Gerakan revolusi yang dilakukan Yansen di Malinau sejak tahun 2012 lalu ini memang benar-benar pembangunan dari bawah (bottom up). Adapun langkah taktisnya, diawali dengan memetakan potensi desa melalui pra-musyawarah rencana pembangunan desa (pra-musrenbangdes). Kemudian hasilnya dikoordinasikan melalui mekanisme Lembaga Partisipasi Pembangunan dan Partisipasi Desa (LP3MD).

Selanjutnya, hasil pra-musrenbangdes dibawa ke Musrenbangdes yang diselenggarakan oleh Lembaga Pemberdayaan Masyarakat Desa (LPMD).

Di tingkat kecamatan, hasil musrenbangdes dikomunikasikan dengan program dan kegiatan sejenis dari desa lain untuk dijadikan bahan musrenbang tingkat kabupaten. Forum ini disebut Musyawarah Perencanaan Pembangunan Kecamatan (Musrenbangcam). Hasil dari Pra-Musrenbangdes dan Musrenbangdes dibawa ke kabupaten (Musrenbang Kabupaten). Data-data ini dijadikan sebagai bahan pijakan Satuan Kerja Perangkat Daerah (SKPD) dalam menelorkan program-program selama setahun ke depan. (Hal. 150-153)

• Bagian Data:
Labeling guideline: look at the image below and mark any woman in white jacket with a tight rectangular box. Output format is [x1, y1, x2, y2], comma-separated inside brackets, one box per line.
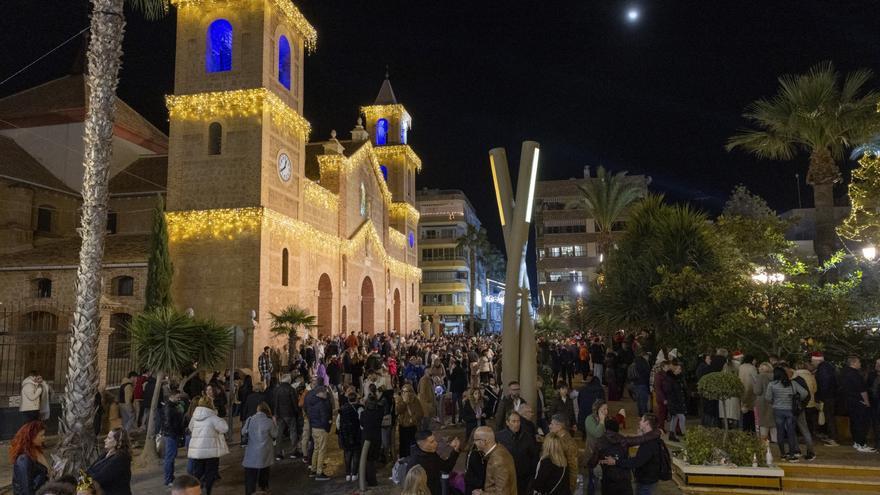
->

• Daftar Tantangan:
1. Tentukan apakah pernyataan (a), (b), dan (c) sesuai dengan kutipan tentang perencanaan pembangunan di Malinau. Jawab ya atau tidak untuk masing-masing dan sertakan kata-kata penentu dari kutipan itu. (a) Musrenbangdes diselenggarakan oleh Lembaga Pemberdayaan Masyarakat Desa. (b) Gerakan revolusi di Malinau dimulai pada tahun 2015. (c) Forum di tingkat kecamatan dinamai Musrenbangcam.
2. Teruskan kutipan tentang perencanaan pembangunan di Malinau dengan tulisan baru yang dimulai setelah kalimat terakhirnya.

• Jawaban Berurutan:
1.
(a) Ya: "Musrenbangdes yang diselenggarakan oleh Lembaga Pemberdayaan Masyarakat Desa (LPMD)"
(b) Tidak: "sejak tahun 2012 lalu"
(c) Ya: "Forum ini disebut Musyawarah Perencanaan Pembangunan Kecamatan (Musrenbangcam)"

2.
Buku ringan setebal 224 halaman ini mengajak para pemangku kebijakan melibatkan masyarakat dalam menentukan arah pembangunan. Partisipasi yang didasarkan atas kesadaran dan pengertian terhadap kegiatan bersama. Sehingga masyarakat memahami bahwa yang dikerjakannya bersama itu bermanfaat bagi kehidupan mereka.

Buku ini memang memetakan konsep pembangunan yang progresif. Hanya saja di dalamnya kurang diekspos (hanya sedikit) perihal mentalitas. Padahal pembangunan progresif tentu membutuhkan mentalitas masyarakat dan pemimpin yang tangguh dan berkarakter. Kebijakan sebagus apapun tanpa mentalitas yang baik tentu akan sia-sia. (*)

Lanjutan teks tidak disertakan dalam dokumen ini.